The records must be returned word for word.

Material shown →
[Start of Attachment]

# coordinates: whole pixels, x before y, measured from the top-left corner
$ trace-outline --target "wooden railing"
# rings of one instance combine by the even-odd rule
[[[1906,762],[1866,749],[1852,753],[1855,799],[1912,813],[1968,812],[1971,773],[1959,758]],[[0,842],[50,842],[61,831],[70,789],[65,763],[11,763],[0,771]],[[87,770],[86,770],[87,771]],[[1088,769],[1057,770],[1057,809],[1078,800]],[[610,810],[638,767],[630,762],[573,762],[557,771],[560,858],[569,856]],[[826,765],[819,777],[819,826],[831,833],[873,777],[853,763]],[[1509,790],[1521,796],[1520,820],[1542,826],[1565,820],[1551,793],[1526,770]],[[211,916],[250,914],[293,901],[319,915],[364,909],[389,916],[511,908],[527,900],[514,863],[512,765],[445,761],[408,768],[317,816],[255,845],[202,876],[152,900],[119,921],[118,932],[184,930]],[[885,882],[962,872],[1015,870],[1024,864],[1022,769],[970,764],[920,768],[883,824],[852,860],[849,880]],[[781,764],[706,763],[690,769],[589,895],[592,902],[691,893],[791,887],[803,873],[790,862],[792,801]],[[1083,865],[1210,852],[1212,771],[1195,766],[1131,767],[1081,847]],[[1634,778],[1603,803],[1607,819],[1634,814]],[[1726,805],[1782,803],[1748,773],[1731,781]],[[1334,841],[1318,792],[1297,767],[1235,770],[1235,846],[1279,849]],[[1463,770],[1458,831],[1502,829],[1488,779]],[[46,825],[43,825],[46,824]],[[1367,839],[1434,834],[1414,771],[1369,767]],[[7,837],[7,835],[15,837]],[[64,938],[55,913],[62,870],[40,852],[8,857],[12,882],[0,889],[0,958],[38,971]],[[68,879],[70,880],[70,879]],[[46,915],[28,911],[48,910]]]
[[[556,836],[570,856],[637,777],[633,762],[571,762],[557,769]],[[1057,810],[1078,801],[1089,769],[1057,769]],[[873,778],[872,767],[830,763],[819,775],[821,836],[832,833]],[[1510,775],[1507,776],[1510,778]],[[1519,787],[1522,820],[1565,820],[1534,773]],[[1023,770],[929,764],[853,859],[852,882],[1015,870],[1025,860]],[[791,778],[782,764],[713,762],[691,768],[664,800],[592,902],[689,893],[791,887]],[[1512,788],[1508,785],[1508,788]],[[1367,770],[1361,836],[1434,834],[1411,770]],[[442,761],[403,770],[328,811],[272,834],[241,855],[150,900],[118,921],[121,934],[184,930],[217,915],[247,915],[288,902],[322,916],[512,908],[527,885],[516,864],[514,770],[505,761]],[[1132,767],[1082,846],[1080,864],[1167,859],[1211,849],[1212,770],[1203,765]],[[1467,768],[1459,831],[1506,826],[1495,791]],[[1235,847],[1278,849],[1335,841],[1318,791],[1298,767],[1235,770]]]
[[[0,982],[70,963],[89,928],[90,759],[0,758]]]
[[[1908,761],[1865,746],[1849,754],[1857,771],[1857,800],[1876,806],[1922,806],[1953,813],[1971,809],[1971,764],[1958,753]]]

[End of Attachment]

Solution for this task →
# coordinates: whole pixels, x before y, measured from the top-left corner
$ trace-outline --target "wooden railing"
# rings of one instance combine by the even-odd rule
[[[1906,762],[1866,749],[1852,753],[1855,799],[1912,813],[1968,812],[1971,773],[1959,758]],[[0,842],[50,842],[61,831],[70,789],[65,763],[11,763],[0,771]],[[87,770],[86,770],[87,771]],[[1088,769],[1057,770],[1057,809],[1078,800]],[[610,810],[638,767],[630,762],[573,762],[557,771],[560,858],[569,856]],[[826,765],[819,777],[819,826],[831,833],[873,777],[853,763]],[[1509,790],[1521,796],[1520,820],[1542,826],[1565,820],[1551,793],[1526,770]],[[211,916],[250,914],[293,901],[319,915],[364,909],[389,916],[511,908],[527,900],[514,863],[512,765],[445,761],[408,768],[317,816],[255,845],[202,876],[152,900],[119,921],[118,932],[184,930]],[[885,882],[962,872],[1015,870],[1024,864],[1022,769],[970,764],[920,768],[883,824],[852,860],[849,880]],[[781,764],[706,763],[690,769],[589,895],[592,902],[691,893],[791,887],[803,873],[790,862],[792,801]],[[1083,865],[1210,852],[1212,771],[1195,766],[1131,767],[1081,847]],[[1634,778],[1603,803],[1607,819],[1634,814]],[[1726,805],[1782,803],[1748,773],[1731,781]],[[1334,841],[1318,792],[1297,767],[1235,770],[1235,846],[1279,849]],[[1463,770],[1458,831],[1502,829],[1488,779]],[[46,825],[43,825],[46,824]],[[1367,839],[1434,834],[1414,771],[1369,767]],[[7,837],[7,835],[15,837]],[[64,938],[55,913],[62,870],[40,852],[8,857],[12,882],[0,889],[0,958],[38,971]],[[68,879],[70,880],[70,879]],[[46,915],[28,911],[48,910]]]
[[[556,836],[570,856],[637,777],[633,762],[571,762],[557,769]],[[1057,810],[1078,801],[1089,769],[1057,769]],[[873,778],[872,767],[830,763],[819,775],[821,836],[832,833]],[[1510,775],[1507,776],[1510,778]],[[1519,787],[1522,820],[1565,820],[1534,773]],[[1023,770],[929,764],[853,859],[852,882],[1015,870],[1025,860]],[[791,778],[782,764],[713,762],[691,768],[664,800],[592,902],[689,893],[791,887]],[[1512,788],[1508,785],[1508,788]],[[1367,770],[1361,836],[1434,834],[1411,770]],[[442,761],[403,770],[328,811],[272,834],[241,855],[150,900],[118,921],[121,934],[184,930],[217,915],[247,915],[288,902],[322,916],[512,908],[527,885],[516,864],[514,770],[505,761]],[[1132,767],[1082,846],[1080,864],[1167,859],[1211,849],[1212,770],[1203,765]],[[1467,768],[1459,831],[1506,826],[1495,791]],[[1235,847],[1278,849],[1335,841],[1318,791],[1298,767],[1235,770]]]
[[[0,982],[70,963],[89,928],[90,759],[0,758]]]
[[[1908,761],[1865,746],[1849,754],[1857,771],[1857,800],[1876,806],[1922,806],[1953,813],[1971,809],[1971,764],[1958,753]]]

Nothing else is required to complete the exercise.